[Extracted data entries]

<<<<

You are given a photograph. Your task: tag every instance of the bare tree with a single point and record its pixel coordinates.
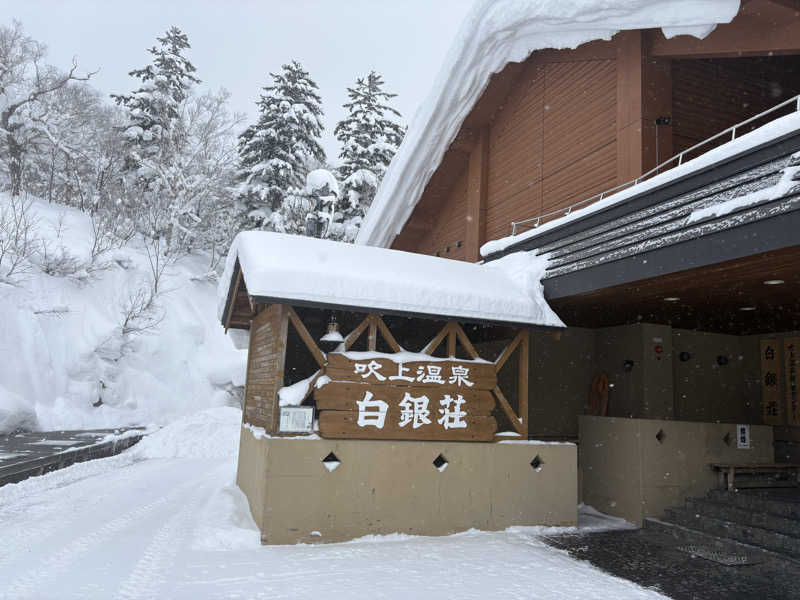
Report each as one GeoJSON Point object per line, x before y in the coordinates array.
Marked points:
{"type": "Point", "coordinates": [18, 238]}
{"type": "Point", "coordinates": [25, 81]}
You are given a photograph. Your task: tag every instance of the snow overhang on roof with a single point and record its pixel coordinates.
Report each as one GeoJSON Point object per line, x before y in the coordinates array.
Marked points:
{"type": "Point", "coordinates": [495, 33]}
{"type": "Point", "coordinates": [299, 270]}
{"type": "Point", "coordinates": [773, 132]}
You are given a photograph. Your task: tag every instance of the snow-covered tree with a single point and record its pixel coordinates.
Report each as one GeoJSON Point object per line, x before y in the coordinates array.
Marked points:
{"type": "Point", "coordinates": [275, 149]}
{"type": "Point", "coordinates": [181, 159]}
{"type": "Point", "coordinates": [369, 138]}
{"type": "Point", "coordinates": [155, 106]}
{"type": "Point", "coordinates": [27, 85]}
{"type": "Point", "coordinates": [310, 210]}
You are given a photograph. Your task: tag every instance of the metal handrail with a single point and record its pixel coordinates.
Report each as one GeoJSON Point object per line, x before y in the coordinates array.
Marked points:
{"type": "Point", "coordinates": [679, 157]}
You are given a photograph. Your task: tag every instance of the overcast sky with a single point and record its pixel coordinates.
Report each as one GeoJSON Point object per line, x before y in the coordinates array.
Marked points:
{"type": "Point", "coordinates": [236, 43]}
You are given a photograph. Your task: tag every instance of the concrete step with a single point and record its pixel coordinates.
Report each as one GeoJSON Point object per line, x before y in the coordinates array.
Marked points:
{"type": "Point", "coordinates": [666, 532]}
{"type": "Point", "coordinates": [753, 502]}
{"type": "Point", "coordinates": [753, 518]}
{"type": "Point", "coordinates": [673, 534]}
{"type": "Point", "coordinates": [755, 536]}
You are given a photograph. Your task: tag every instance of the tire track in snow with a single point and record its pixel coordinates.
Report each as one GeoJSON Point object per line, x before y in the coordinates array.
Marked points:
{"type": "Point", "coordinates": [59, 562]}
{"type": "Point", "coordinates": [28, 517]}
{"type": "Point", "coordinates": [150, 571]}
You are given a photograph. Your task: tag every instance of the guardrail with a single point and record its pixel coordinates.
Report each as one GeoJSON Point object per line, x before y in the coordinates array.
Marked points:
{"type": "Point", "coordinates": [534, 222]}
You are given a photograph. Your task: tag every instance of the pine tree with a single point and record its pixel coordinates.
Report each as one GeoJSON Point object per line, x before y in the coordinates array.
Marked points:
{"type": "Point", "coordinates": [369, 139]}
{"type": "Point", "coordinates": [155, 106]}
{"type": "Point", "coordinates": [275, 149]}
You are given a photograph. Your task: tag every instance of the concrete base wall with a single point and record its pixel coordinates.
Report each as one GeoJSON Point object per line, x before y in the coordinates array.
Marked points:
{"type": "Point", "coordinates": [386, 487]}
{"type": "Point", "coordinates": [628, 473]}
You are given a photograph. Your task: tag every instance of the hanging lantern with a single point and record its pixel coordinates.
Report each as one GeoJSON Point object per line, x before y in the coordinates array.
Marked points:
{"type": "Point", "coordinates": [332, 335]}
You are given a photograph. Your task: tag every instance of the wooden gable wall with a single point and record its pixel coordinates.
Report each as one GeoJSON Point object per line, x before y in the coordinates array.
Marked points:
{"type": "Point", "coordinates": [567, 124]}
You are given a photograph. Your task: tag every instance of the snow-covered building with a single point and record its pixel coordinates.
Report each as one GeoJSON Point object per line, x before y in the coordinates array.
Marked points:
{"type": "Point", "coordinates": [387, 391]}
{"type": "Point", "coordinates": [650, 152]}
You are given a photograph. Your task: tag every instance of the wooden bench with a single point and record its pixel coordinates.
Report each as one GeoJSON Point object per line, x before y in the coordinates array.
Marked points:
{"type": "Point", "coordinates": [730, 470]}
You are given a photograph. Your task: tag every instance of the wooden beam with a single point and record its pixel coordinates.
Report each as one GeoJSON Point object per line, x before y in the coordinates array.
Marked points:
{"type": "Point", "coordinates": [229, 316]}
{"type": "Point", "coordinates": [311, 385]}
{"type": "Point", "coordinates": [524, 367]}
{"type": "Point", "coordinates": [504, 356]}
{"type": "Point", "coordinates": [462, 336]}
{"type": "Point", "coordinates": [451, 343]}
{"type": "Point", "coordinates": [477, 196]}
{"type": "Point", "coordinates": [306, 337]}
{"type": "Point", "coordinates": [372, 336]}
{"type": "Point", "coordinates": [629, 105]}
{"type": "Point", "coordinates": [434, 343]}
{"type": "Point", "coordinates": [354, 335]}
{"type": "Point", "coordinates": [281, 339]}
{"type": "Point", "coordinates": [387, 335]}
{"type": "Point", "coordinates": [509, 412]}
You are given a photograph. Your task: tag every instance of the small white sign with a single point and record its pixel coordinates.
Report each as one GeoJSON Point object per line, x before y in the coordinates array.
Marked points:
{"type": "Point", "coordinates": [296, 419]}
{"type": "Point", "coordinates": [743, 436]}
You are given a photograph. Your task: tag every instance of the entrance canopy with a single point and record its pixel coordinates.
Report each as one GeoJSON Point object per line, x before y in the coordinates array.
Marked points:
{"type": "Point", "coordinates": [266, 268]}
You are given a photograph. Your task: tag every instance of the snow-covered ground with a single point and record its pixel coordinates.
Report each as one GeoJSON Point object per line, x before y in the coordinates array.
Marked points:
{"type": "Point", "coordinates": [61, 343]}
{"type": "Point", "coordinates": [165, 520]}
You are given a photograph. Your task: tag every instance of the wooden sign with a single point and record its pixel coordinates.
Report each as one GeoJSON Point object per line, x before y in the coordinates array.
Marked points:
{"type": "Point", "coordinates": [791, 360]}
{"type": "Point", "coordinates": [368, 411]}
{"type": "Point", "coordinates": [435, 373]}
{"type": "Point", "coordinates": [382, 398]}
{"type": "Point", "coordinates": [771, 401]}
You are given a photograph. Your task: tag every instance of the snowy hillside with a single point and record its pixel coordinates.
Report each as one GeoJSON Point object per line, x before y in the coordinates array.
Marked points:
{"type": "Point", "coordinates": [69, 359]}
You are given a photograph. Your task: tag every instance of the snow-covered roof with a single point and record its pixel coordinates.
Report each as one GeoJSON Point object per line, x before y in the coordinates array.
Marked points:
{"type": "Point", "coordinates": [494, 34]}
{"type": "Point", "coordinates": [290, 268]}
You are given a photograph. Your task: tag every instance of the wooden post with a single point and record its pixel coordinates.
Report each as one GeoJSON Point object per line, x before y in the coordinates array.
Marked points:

>>>>

Description of the task
Omit the pictures, and quote the material above exactly as given.

Result of this task
You are given a photograph. Your task: tag every instance of the bare tree with a single point and record its pixel coordinates.
Report each as one GeoJSON Point object per line, x before y in the coordinates array.
Marked points:
{"type": "Point", "coordinates": [18, 238]}
{"type": "Point", "coordinates": [25, 81]}
You are given a photograph. Your task: tag every instance of the snow overhang on roof with a single point and record its pixel coordinates.
Report each as one GeoJSON Point object per line, x before y in the coordinates array.
Marked points:
{"type": "Point", "coordinates": [495, 33]}
{"type": "Point", "coordinates": [299, 270]}
{"type": "Point", "coordinates": [773, 132]}
You are given a photograph. Your task: tag every instance of the snow-covered tree with a single point and record its pixel coordinates.
Report each as one GeoJSON Point object per line, x before y in the coordinates array.
Marked points:
{"type": "Point", "coordinates": [275, 149]}
{"type": "Point", "coordinates": [181, 159]}
{"type": "Point", "coordinates": [369, 138]}
{"type": "Point", "coordinates": [155, 106]}
{"type": "Point", "coordinates": [27, 85]}
{"type": "Point", "coordinates": [310, 210]}
You are given a photograph. Your task: tag every instance of the metal handrail with a single point and record its pixel coordinates.
Report each as one GeoJSON Point object per line, x before y in the coordinates array.
Marked points:
{"type": "Point", "coordinates": [679, 157]}
You are given a photograph. Your task: tag every instance of the overcast sky with a single point and record its pixel coordinates.
Report each as one GeoJSON Point object per line, x before y in the coordinates array.
Marked points:
{"type": "Point", "coordinates": [236, 43]}
You are given a photograph. Your task: tag every instance of the concrete step with a single point and record its pixel coordinates.
Report each as one GeoJSON Point object per line, x before y in the coordinates array.
Marked points:
{"type": "Point", "coordinates": [666, 532]}
{"type": "Point", "coordinates": [753, 502]}
{"type": "Point", "coordinates": [753, 518]}
{"type": "Point", "coordinates": [673, 534]}
{"type": "Point", "coordinates": [755, 536]}
You are given a photograph. Your task: tag every instance of the tire track in snow with a single point and record its pixel coordinates.
Report each as one GeoJSON Point object per line, x before y in the coordinates array.
Marked points:
{"type": "Point", "coordinates": [59, 562]}
{"type": "Point", "coordinates": [28, 517]}
{"type": "Point", "coordinates": [150, 571]}
You are given a photograph. Your task: tag every instance of the guardrail with a single point and record its pixel coordinates.
Report each as one GeoJSON Point object per line, x before y in the coordinates array.
Marked points:
{"type": "Point", "coordinates": [534, 222]}
You are given a photograph. Your task: tag every instance of the pine tree with a single point and record its pixel coordinates.
Report each as one GeoJSON Point object per line, x before y in the coordinates array.
Marked points:
{"type": "Point", "coordinates": [369, 139]}
{"type": "Point", "coordinates": [155, 106]}
{"type": "Point", "coordinates": [275, 149]}
You are given a photograph. Your task: tag every instance of the concrete base wall with a single point and record its pixel coordinates.
Report each as one GeoJSON Point object per line, x before y in the coordinates array.
Marked points:
{"type": "Point", "coordinates": [386, 487]}
{"type": "Point", "coordinates": [628, 473]}
You are given a photograph. Your task: tag every instance of the hanging lantern with a single point and record its pixel coordinates.
Report each as one GeoJSON Point object per line, x before y in the coordinates array.
Marked points:
{"type": "Point", "coordinates": [332, 335]}
You are given a photograph. Your task: tag every instance of the wooden gable wall with a single point and record its pixel coordinates.
Report each as one GeoJSON Point object per line, x before y in the coordinates array.
Marked points:
{"type": "Point", "coordinates": [567, 124]}
You are given a photograph. Your task: tag every instance of the snow-covered building with a single point and record its pixel coordinates.
Report each as one GeoJSON Point object per line, x before y in the coordinates array.
Marked points:
{"type": "Point", "coordinates": [387, 391]}
{"type": "Point", "coordinates": [650, 152]}
You are given a photograph. Your task: tag every instance of the wooden bench with a single point and record its pixel coordinates.
Report each as one GeoJSON Point object per line, x before y in the coordinates array.
Marked points:
{"type": "Point", "coordinates": [730, 470]}
You are given a photograph. Your task: tag every instance of the wooden beam with a single point and record its pixel coordinates.
Report each as one GeoJSON Point object per line, x before y in the coordinates array.
Marked points:
{"type": "Point", "coordinates": [229, 316]}
{"type": "Point", "coordinates": [311, 385]}
{"type": "Point", "coordinates": [524, 367]}
{"type": "Point", "coordinates": [504, 356]}
{"type": "Point", "coordinates": [462, 336]}
{"type": "Point", "coordinates": [451, 343]}
{"type": "Point", "coordinates": [477, 196]}
{"type": "Point", "coordinates": [306, 337]}
{"type": "Point", "coordinates": [372, 336]}
{"type": "Point", "coordinates": [629, 105]}
{"type": "Point", "coordinates": [434, 343]}
{"type": "Point", "coordinates": [354, 335]}
{"type": "Point", "coordinates": [281, 339]}
{"type": "Point", "coordinates": [387, 335]}
{"type": "Point", "coordinates": [509, 412]}
You are given a photograph. Your task: tag every instance of the small white sign with a single point and record its pixel coordinates.
Report each as one GeoJSON Point object per line, x before y in the coordinates array.
Marked points:
{"type": "Point", "coordinates": [296, 419]}
{"type": "Point", "coordinates": [743, 436]}
You are given a photograph. Your task: tag every instance of the entrance canopy with a single point and record its pixel coordinates.
Report each as one GeoJSON Point object per line, x before y in the coordinates array.
Marked points:
{"type": "Point", "coordinates": [266, 268]}
You are given a photograph. Your task: tag every instance of the snow-covered ground with a single point and record its pixel coordinates.
Report each as one GeoJSON Point object per line, x before y in the coordinates array.
Marked points:
{"type": "Point", "coordinates": [61, 343]}
{"type": "Point", "coordinates": [165, 520]}
You are given a photograph. Your task: tag every instance of the wooden sign with a single point and record its pixel coordinates.
Report each as one GeoJSON Point object per line, x before y in the coordinates array.
Marked points:
{"type": "Point", "coordinates": [791, 360]}
{"type": "Point", "coordinates": [368, 411]}
{"type": "Point", "coordinates": [435, 373]}
{"type": "Point", "coordinates": [382, 398]}
{"type": "Point", "coordinates": [771, 401]}
You are given a photograph. Your task: tag every instance of the snowy hillside with a single point and record its pixel coordinates.
Report each as one GeoJSON Point object per line, x before y in the coordinates array.
Marked points:
{"type": "Point", "coordinates": [69, 359]}
You are given a photograph. Your task: tag every instance of the snow-covered roof with a single point and record its pixel coordinates.
Report each as one GeoJSON Point object per line, x before y in the coordinates array.
Marked points:
{"type": "Point", "coordinates": [494, 34]}
{"type": "Point", "coordinates": [290, 268]}
You are given a photograph. Your task: tag every instance of the wooden post with a single point and record its pixel coordinates.
Report each as one GeoJSON Point object per line, x before y in the coordinates array.
Marked points:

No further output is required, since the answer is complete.